»»
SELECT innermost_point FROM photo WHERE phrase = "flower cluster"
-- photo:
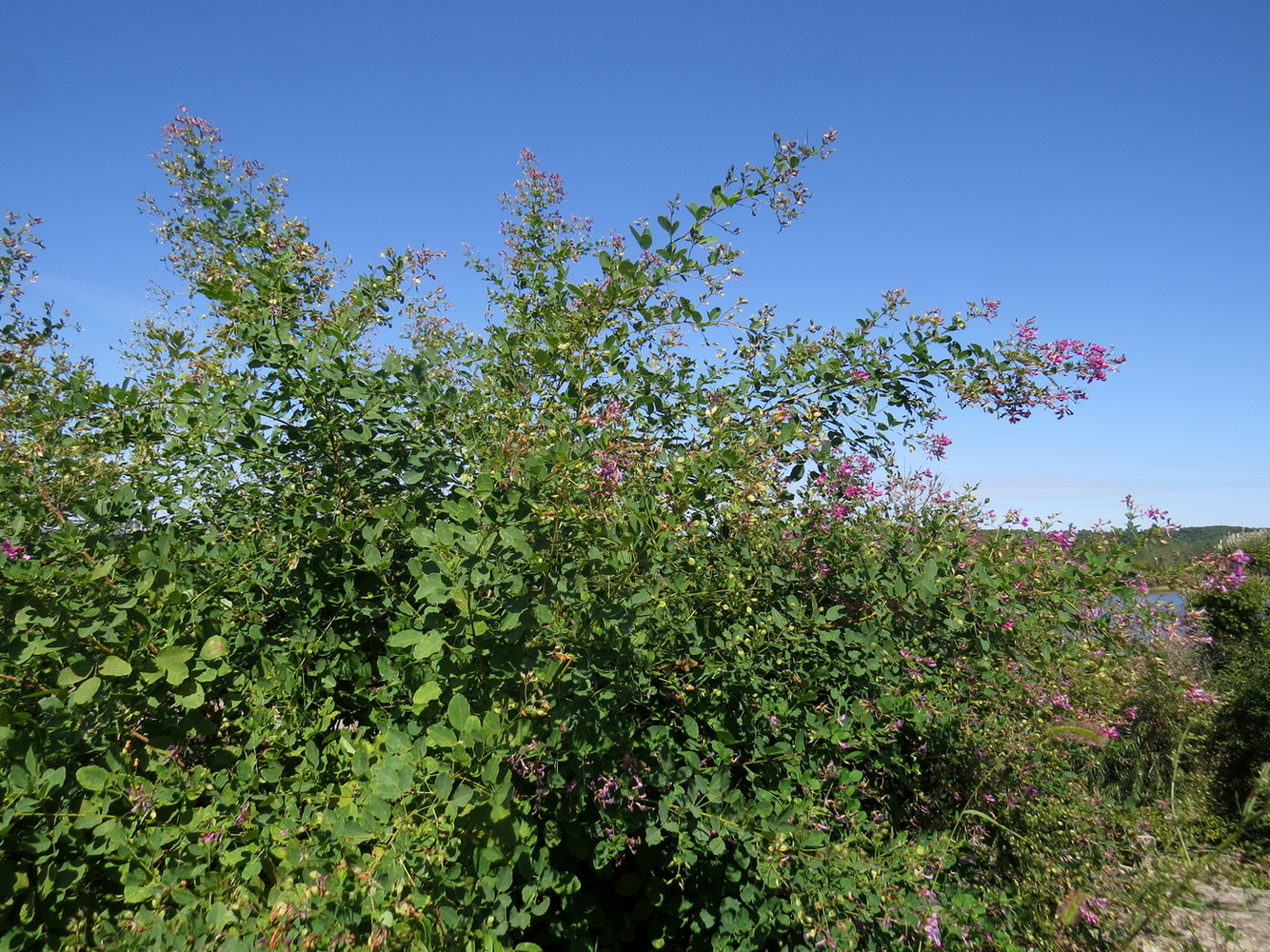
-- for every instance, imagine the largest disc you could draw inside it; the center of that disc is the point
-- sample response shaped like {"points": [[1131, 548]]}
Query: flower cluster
{"points": [[13, 551], [1225, 573]]}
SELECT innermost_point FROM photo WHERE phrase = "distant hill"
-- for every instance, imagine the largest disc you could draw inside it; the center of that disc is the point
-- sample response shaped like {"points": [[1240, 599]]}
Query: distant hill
{"points": [[1185, 545]]}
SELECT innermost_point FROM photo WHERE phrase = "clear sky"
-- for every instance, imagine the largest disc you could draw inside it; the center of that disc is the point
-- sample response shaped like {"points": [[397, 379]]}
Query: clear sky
{"points": [[1101, 166]]}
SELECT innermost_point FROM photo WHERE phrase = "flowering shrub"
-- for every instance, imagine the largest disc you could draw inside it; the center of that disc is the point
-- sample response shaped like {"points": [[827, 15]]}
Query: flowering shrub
{"points": [[1233, 596], [556, 635]]}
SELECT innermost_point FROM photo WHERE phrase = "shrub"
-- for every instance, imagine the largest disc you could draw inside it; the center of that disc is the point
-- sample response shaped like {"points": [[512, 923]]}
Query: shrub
{"points": [[556, 635]]}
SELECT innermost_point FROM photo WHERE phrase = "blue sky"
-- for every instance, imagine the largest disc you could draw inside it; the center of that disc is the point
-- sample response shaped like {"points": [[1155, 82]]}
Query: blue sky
{"points": [[1099, 166]]}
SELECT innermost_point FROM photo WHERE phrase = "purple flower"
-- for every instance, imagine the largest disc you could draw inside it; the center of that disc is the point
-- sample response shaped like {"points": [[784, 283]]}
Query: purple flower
{"points": [[13, 551], [932, 929]]}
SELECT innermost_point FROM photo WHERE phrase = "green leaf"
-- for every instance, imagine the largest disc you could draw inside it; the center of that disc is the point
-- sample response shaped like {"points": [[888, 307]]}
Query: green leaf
{"points": [[459, 711], [86, 691], [114, 666], [213, 647], [93, 777], [426, 693]]}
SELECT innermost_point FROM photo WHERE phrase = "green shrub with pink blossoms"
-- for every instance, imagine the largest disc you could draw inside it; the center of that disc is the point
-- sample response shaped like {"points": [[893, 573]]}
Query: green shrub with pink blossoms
{"points": [[616, 624]]}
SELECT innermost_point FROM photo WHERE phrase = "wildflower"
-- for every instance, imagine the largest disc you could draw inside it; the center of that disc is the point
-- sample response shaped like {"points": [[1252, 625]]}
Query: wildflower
{"points": [[13, 551], [932, 929]]}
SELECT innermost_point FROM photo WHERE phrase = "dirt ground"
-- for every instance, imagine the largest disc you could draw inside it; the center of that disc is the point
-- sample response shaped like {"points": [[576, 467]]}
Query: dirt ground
{"points": [[1231, 920]]}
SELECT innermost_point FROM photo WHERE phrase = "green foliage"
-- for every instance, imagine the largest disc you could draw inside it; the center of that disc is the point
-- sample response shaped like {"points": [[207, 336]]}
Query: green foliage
{"points": [[1235, 597], [560, 635]]}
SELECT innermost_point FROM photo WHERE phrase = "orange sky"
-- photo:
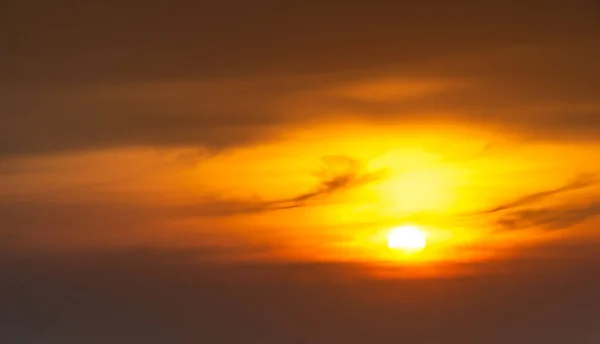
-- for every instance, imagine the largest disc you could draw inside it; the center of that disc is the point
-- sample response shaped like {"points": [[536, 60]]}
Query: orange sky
{"points": [[325, 189]]}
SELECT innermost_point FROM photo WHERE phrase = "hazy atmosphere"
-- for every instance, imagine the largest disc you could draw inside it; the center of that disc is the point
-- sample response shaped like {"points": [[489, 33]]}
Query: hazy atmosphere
{"points": [[300, 172]]}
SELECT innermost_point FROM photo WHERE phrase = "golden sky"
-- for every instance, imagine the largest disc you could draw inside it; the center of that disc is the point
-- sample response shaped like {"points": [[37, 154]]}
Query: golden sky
{"points": [[232, 171], [324, 170]]}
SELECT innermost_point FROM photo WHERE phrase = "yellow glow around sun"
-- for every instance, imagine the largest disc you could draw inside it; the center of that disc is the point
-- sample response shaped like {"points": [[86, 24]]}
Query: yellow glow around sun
{"points": [[407, 238]]}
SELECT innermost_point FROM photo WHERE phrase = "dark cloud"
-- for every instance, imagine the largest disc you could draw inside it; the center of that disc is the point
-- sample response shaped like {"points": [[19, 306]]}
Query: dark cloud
{"points": [[577, 184], [155, 296], [550, 218], [532, 68], [68, 41], [339, 173]]}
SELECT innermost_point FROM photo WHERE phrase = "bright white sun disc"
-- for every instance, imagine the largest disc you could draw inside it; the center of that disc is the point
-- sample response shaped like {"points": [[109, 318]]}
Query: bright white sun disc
{"points": [[407, 238]]}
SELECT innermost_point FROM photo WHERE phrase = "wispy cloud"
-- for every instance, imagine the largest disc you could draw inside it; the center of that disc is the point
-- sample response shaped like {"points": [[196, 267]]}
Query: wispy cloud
{"points": [[578, 183], [550, 218], [339, 173]]}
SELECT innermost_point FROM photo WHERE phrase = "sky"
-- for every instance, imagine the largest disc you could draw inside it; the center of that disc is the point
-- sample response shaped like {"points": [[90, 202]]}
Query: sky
{"points": [[229, 172]]}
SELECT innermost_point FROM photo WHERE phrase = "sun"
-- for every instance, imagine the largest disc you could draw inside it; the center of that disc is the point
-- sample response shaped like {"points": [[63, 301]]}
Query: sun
{"points": [[408, 238]]}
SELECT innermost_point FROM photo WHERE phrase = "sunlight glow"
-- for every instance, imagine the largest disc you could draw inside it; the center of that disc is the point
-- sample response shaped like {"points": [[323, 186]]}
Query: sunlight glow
{"points": [[407, 238]]}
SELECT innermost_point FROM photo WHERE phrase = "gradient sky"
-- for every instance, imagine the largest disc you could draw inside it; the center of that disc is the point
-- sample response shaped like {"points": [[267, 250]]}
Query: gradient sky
{"points": [[227, 172]]}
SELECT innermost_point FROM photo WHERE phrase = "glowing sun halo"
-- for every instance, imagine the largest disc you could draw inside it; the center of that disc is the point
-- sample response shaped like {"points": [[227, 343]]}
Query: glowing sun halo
{"points": [[407, 238]]}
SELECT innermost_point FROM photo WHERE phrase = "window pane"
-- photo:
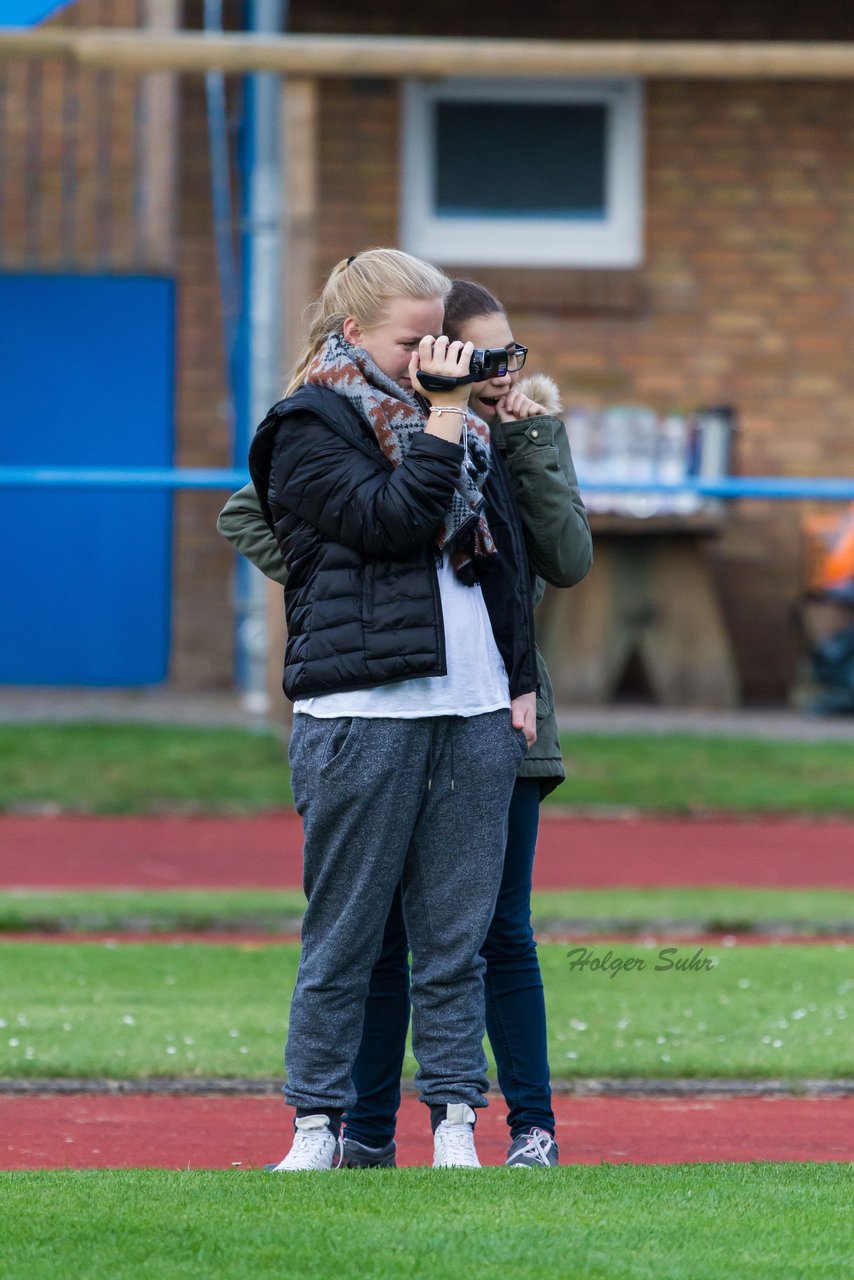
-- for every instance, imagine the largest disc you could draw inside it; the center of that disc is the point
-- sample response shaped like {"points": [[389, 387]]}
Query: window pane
{"points": [[525, 159]]}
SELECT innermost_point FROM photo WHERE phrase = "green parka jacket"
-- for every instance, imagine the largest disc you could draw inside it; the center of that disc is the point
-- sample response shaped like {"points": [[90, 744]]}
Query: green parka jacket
{"points": [[557, 538]]}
««
Nothing but the pictures may be dropped; output the records above exactly.

▸ Problem solution:
SELECT innermost_point FROM photo WHERE phrase = "flower cluster"
-- photo:
-- for every instance, imagine the largest disc you could draw inside it; the center of that disc is the point
-- sample response shaped like {"points": [[1131, 548]]}
Query: flower cluster
{"points": [[13, 551], [1225, 573]]}
SELECT innermost_point FROM photo WHERE phrase = "distant hill"
-- for every instance, imagine the largest disc you could draw inside it; the center of that disc is the point
-- sample response shaped like {"points": [[1240, 599]]}
Query: distant hill
{"points": [[1185, 545]]}
SELECT innermost_point FROM photo WHERE phrase = "clear sky"
-- for every instance, imagine the largest disc you could draw inside it; the center of that disc is the point
-- sample response shaped like {"points": [[397, 379]]}
Query: clear sky
{"points": [[1101, 166]]}
SELECT innermost_point FROM photo WHERE phrase = "flowering shrub"
-- for every instance, imagine the largest disc you could draw inside it; the center of that disc is the point
-- sample response shaped like {"points": [[827, 15]]}
Query: flowering shrub
{"points": [[1233, 596], [556, 635]]}
SELECT innermost_point FROM photo WHERE phrase = "shrub"
-- for every instance, imagine the largest disc you could draw inside it; the center of that disc is the point
-- sample response shaped like {"points": [[512, 923]]}
Query: shrub
{"points": [[556, 635]]}
SELECT innermost_point FROM photo WHERE phrase = "blue sky"
-- for every instance, imagine the largest disc you could draw inside it; the center of that disc is the point
-- sample response shaped like {"points": [[1155, 82]]}
Query: blue sky
{"points": [[1099, 166]]}
SELECT innermost_point FROM photo WHERE phrase = "purple flower"
-- for every instance, imagine the largest disc you could draw inside it; the center of that disc is the point
-- sample response shaped like {"points": [[784, 283]]}
Query: purple flower
{"points": [[13, 551], [932, 929]]}
SELECT innermost_point FROM photo WHERE phrase = "green leaf"
-- for every instance, imagine the largest disc you could draw inside it; the center of that disc is the point
-- sample response shaped like {"points": [[888, 307]]}
Query: green leaf
{"points": [[459, 711], [86, 691], [114, 666], [213, 647], [93, 777], [426, 693]]}
SELECT innermost_point FROM photo WHERE phrase = "green shrub with pink blossoms"
-- for every instance, imagine the largest disc you could draw inside it; the center of that disc is the point
-- sample response shaped like {"points": [[893, 573]]}
Query: green shrub with pink blossoms
{"points": [[616, 624]]}
SELECT innermost_point FROM photo WHERE phrase = "wildflower"
-- for every instance, imagine the largest disc you could draw inside it; the center of that disc is the point
-- sample response shaped like {"points": [[1252, 625]]}
Query: wildflower
{"points": [[13, 551], [932, 929]]}
SELECT innermost_point FROM photo WHERE phrase = "dirt ground"
-- for every instance, imagine the largest disc you could draw inside it; the center of that disc is the point
-- sample response shaped like {"points": [[576, 467]]}
Query: dirt ground
{"points": [[1231, 920]]}
SELECT innermost_point FROM photo WHERE phrase = "green foliage"
-- for every instance, imagine the largest disc you could draw inside it; the center of that disc is the point
-- sample response shaped like {"points": [[207, 336]]}
Query: green foliage
{"points": [[1235, 597], [560, 635]]}
SELECT innermost_point FROM photo WHERE phrase = "orange sky"
-- photo:
-- for every instance, imagine the largest disc you could draw inside it; the center of that disc is the point
-- sample response shaped like {"points": [[536, 60]]}
Query: orange sky
{"points": [[325, 189]]}
SELECT innermost_point FROM photo WHERE phrase = "hazy atmosphere"
-- for every instance, imagine the largest disc you could draw inside it; the center of that disc is the point
-- sample response shaped like {"points": [[489, 33]]}
Query: hazy atmosphere
{"points": [[300, 172]]}
SELECT innermost_point FROM photo WHERE phrase = "golden sky"
-- for every instance, imagine the largest disc you could draw inside it; the center of that disc is the point
-- sample response shaped like {"points": [[37, 154]]}
Query: golden sky
{"points": [[232, 171], [324, 170]]}
SELECT innermost_point FROM photo WHERE phrase = "yellow glow around sun"
-- for every instance, imagine the largest disc you could draw inside it; the center of that disc is the point
-- sample response shaped like {"points": [[86, 24]]}
Query: yellow glow around sun
{"points": [[407, 238]]}
SELECT innermost_point FROM photo WHERE phrase = "dark cloud"
-- for every instance, imagine the largest disc you could draw inside it; the center of that disc is the point
-- sample response shaped like {"points": [[19, 306]]}
Query: dark cloud
{"points": [[577, 184], [155, 296], [550, 218], [532, 68], [68, 41], [339, 173]]}
SELECT innermost_point FROM photo WHERE phrase = "bright white sun disc"
-- for every instance, imagine the largest disc you could draw inside it; the center of that disc is the point
-- sample response shaped like {"points": [[109, 318]]}
Query: bright white sun disc
{"points": [[407, 238]]}
SELECT innermost_point FROM photo WHERE phrase = "wispy cloud"
-- for every instance, imagine the largest disc you could draw inside it; the center of that disc is the point
-- sample response shaped like {"points": [[196, 267]]}
Query: wispy cloud
{"points": [[578, 183], [550, 218], [339, 173]]}
SELECT innermost_point FROM photo WHERE phrase = "sky"
-- for every instance, imagine the largest disc you could draw inside it; the center of that disc is the point
-- sample response shaped like {"points": [[90, 202]]}
Query: sky
{"points": [[229, 172]]}
SELECT innermost_point FROM photo WHERE phrase = "sun"
-- for every instance, imagine the largest disc you could draw inside it; the center of that disc is the point
-- sample response shaped like {"points": [[63, 301]]}
Query: sun
{"points": [[408, 238]]}
SELECT innermost_point FROM photo WHERE phrase = "sunlight glow"
-- for every instance, imagine the largest disc you could draw inside it; the center of that disc is the point
-- sample response shaped like {"points": [[323, 186]]}
Query: sunlight glow
{"points": [[407, 238]]}
SELECT innermost_point FROM photo WHERE phrase = "gradient sky"
-- for every instance, imagine the largest disc you could draw inside it; the center of that disc is the point
-- sample response shaped like {"points": [[267, 250]]}
Query: gradient sky
{"points": [[227, 172]]}
SELECT innermost_point FROM photo WHERE phrase = "glowing sun halo"
-- for every instance, imagine the largest disc you could draw inside it; the center of that disc is the point
-- sample response shaped like {"points": [[227, 343]]}
Query: glowing sun halo
{"points": [[407, 238]]}
SELECT innermost_point FROM photo WHERE phrase = "window pane"
-- photo:
-- for every instance, imagine the largest disc you could draw inside it; the center of that disc is the point
-- sample response shaped like {"points": [[389, 387]]}
Query: window pane
{"points": [[525, 159]]}
SELECT innermost_point FROM photo WHERE phrase = "green parka jacket"
-- for every instance, imagine the largest disc you could draw inside it; the center of that disc is the point
-- sample response shaped like {"points": [[90, 744]]}
Query: green parka jacket
{"points": [[557, 538]]}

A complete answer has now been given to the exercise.